[EXERCISE AIM]: Reproduce the lines of the listing from the line containing "Please indicate the blue" through the end of the listing, inclusive, substituting "denim trousers" for "blue jeans" and leaving everything else unchanged. Omit the pictures from your reproduction.

-- START THE DATA --

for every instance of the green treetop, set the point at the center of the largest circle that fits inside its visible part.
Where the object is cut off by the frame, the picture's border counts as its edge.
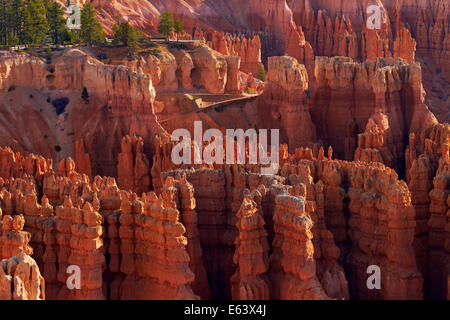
(166, 24)
(56, 21)
(91, 29)
(35, 25)
(178, 27)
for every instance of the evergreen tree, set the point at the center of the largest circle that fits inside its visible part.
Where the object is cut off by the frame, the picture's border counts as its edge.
(126, 35)
(91, 29)
(15, 17)
(261, 73)
(56, 21)
(178, 27)
(166, 24)
(35, 25)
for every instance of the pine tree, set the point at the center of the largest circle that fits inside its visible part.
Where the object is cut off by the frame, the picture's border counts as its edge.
(35, 25)
(261, 73)
(91, 29)
(125, 34)
(166, 24)
(56, 21)
(15, 17)
(178, 27)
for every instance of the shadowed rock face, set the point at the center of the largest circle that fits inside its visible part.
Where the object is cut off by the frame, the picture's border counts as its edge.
(372, 98)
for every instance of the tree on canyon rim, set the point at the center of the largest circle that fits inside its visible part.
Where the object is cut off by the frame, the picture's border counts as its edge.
(56, 21)
(261, 73)
(178, 27)
(35, 24)
(91, 28)
(166, 24)
(32, 22)
(125, 34)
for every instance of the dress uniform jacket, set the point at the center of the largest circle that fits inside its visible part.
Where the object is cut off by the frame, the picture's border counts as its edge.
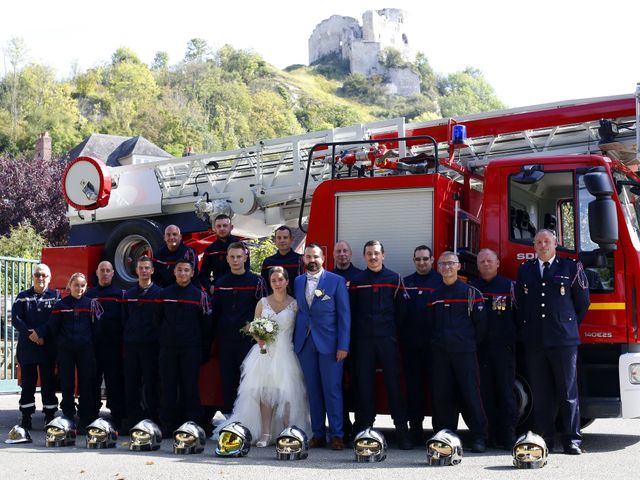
(31, 311)
(214, 261)
(419, 288)
(164, 262)
(457, 317)
(550, 310)
(348, 273)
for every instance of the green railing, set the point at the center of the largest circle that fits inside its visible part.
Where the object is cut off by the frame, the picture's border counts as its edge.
(15, 276)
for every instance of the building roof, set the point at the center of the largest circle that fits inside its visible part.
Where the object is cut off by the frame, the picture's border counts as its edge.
(111, 148)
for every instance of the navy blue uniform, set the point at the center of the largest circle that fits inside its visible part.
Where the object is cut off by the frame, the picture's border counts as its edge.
(164, 262)
(214, 261)
(73, 321)
(550, 309)
(415, 344)
(291, 262)
(377, 304)
(457, 320)
(349, 397)
(234, 305)
(31, 311)
(140, 335)
(184, 320)
(497, 359)
(108, 349)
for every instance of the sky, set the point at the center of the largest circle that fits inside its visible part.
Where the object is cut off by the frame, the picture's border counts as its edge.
(531, 52)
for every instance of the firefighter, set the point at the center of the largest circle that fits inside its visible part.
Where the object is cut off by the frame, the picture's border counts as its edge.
(140, 336)
(108, 345)
(496, 353)
(285, 257)
(342, 261)
(36, 350)
(457, 321)
(184, 322)
(415, 347)
(342, 254)
(164, 261)
(553, 297)
(377, 303)
(214, 260)
(235, 296)
(74, 323)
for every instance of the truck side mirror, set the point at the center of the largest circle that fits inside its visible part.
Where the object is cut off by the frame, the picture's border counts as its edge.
(603, 218)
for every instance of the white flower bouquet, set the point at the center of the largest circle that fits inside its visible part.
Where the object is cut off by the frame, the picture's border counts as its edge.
(264, 329)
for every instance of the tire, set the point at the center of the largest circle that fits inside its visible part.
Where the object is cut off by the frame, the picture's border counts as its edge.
(129, 241)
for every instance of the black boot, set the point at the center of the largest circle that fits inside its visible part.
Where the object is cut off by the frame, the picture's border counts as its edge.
(26, 422)
(402, 434)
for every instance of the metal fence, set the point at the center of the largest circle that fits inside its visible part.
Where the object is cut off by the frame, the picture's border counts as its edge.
(15, 276)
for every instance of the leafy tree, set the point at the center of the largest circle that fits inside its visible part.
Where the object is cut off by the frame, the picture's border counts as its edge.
(466, 92)
(198, 51)
(260, 249)
(160, 61)
(22, 241)
(31, 190)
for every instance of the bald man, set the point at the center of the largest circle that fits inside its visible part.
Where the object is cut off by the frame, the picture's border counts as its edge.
(164, 261)
(108, 344)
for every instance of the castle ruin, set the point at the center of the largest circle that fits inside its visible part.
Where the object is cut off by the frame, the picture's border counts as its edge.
(361, 46)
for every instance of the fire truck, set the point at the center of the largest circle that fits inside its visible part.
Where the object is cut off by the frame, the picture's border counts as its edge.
(461, 184)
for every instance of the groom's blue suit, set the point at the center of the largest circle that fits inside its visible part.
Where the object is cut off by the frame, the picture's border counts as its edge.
(322, 329)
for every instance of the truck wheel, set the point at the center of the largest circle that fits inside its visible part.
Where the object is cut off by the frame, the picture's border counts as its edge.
(128, 242)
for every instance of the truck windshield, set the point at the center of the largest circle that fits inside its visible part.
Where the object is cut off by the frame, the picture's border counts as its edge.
(630, 203)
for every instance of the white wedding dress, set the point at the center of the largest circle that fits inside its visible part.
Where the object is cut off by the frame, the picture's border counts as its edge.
(275, 378)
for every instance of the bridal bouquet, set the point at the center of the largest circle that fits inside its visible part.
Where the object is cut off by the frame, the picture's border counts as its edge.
(264, 329)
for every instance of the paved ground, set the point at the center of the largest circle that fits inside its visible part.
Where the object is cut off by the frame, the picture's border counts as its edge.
(613, 448)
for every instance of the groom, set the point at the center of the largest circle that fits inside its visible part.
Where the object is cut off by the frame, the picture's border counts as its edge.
(321, 341)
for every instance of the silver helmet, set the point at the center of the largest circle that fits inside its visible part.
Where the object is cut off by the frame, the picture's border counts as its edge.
(292, 444)
(145, 436)
(189, 438)
(234, 440)
(101, 434)
(369, 446)
(444, 448)
(530, 451)
(18, 434)
(60, 432)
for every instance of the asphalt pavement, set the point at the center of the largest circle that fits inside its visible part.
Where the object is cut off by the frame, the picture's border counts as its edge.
(612, 452)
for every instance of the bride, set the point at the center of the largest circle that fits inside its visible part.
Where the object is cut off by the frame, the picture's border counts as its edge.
(272, 395)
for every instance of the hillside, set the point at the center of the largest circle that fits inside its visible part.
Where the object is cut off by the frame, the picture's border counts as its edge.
(212, 100)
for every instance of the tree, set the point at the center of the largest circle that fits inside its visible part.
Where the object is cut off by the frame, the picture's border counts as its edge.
(31, 190)
(466, 92)
(198, 51)
(22, 241)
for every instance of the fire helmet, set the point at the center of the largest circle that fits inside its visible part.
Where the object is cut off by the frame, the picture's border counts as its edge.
(145, 436)
(101, 434)
(189, 438)
(292, 444)
(444, 448)
(18, 434)
(60, 432)
(369, 446)
(530, 451)
(234, 440)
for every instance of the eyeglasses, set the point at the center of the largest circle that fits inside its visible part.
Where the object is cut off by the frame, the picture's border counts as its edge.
(447, 264)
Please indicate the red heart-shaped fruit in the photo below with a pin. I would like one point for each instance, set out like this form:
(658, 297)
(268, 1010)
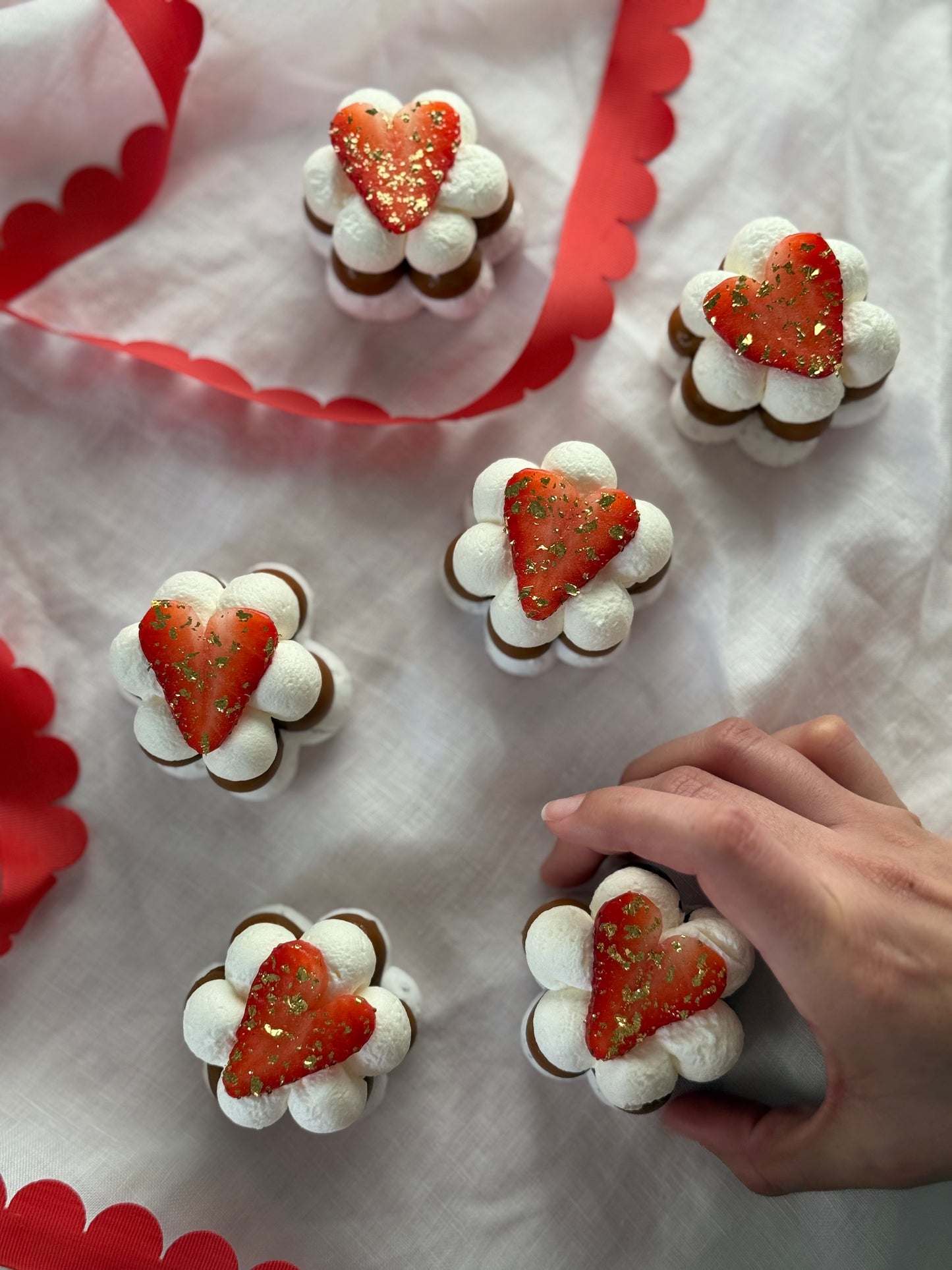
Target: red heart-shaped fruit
(794, 318)
(208, 670)
(398, 161)
(641, 982)
(561, 539)
(291, 1027)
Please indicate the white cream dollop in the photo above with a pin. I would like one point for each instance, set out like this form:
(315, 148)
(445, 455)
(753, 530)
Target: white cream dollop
(560, 949)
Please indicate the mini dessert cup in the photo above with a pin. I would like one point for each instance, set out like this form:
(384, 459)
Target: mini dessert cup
(634, 992)
(408, 208)
(227, 681)
(302, 1018)
(779, 345)
(557, 560)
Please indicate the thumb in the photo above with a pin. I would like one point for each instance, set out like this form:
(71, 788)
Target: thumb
(772, 1151)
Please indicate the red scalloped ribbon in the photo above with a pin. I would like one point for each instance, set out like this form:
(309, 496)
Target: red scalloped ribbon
(37, 838)
(613, 188)
(43, 1227)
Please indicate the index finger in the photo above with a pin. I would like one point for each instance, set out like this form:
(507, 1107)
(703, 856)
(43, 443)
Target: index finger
(758, 882)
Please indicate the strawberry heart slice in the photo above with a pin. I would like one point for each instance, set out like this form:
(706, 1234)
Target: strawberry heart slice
(398, 161)
(561, 539)
(794, 318)
(208, 671)
(291, 1027)
(641, 982)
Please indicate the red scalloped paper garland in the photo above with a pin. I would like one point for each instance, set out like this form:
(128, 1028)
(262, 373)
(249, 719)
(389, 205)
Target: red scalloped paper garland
(37, 838)
(613, 188)
(43, 1227)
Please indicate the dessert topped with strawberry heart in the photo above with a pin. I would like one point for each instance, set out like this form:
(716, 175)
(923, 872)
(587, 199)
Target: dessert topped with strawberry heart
(302, 1018)
(634, 991)
(230, 682)
(410, 211)
(559, 559)
(779, 345)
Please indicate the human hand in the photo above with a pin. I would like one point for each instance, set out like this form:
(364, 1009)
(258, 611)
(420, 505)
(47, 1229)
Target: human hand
(804, 845)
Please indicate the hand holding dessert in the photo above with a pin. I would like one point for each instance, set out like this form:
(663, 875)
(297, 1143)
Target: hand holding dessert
(804, 846)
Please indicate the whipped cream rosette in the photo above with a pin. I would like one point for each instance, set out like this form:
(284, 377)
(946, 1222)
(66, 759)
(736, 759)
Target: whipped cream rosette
(634, 992)
(559, 559)
(410, 211)
(302, 1018)
(227, 679)
(779, 345)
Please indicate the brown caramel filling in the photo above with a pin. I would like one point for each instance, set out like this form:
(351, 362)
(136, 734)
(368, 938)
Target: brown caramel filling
(795, 431)
(366, 283)
(494, 223)
(449, 286)
(563, 902)
(702, 409)
(685, 342)
(540, 1057)
(515, 650)
(650, 583)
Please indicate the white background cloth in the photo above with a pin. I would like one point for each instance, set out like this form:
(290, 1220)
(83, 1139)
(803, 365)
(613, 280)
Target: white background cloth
(794, 592)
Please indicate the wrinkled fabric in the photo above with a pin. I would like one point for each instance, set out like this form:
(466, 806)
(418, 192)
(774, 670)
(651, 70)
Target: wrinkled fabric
(819, 589)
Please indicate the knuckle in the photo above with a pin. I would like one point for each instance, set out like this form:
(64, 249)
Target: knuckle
(686, 782)
(734, 831)
(829, 734)
(734, 737)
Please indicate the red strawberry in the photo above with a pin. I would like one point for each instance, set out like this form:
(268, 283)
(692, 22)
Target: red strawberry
(641, 982)
(560, 538)
(291, 1026)
(793, 319)
(398, 161)
(208, 672)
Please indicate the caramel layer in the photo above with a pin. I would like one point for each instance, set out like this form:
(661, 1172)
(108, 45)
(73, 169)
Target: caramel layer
(364, 283)
(685, 342)
(447, 286)
(702, 409)
(795, 431)
(491, 224)
(540, 1057)
(518, 654)
(650, 583)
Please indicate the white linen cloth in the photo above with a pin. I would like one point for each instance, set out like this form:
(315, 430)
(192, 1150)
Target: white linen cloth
(796, 592)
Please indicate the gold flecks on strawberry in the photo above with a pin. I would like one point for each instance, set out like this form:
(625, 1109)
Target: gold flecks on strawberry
(560, 539)
(208, 671)
(293, 1025)
(641, 982)
(793, 319)
(398, 161)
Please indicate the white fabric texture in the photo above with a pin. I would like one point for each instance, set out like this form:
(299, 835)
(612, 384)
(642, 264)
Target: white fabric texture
(791, 593)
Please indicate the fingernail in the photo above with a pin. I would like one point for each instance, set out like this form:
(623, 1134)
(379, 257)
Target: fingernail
(561, 807)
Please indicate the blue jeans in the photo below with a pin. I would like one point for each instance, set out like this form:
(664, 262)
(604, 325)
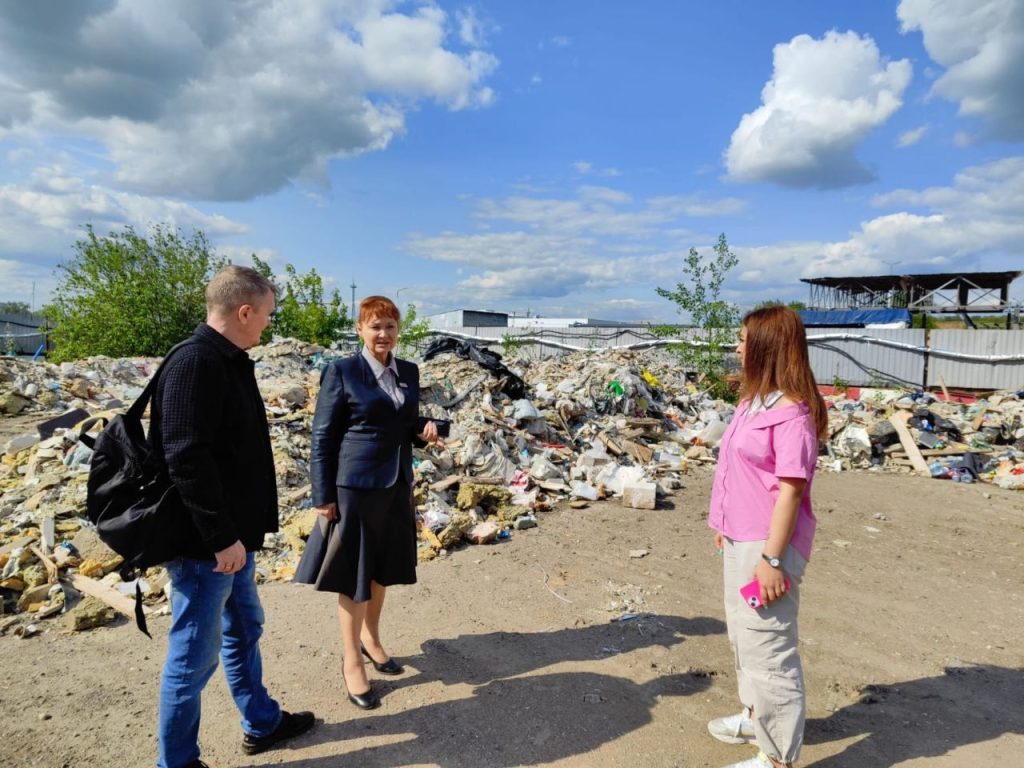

-- END THE DATA --

[ANSWER TO THE PROBLEM]:
Please indicate the denim trousers in the photo below with a pin. I would like one point for each instance, set out like this form:
(664, 262)
(604, 325)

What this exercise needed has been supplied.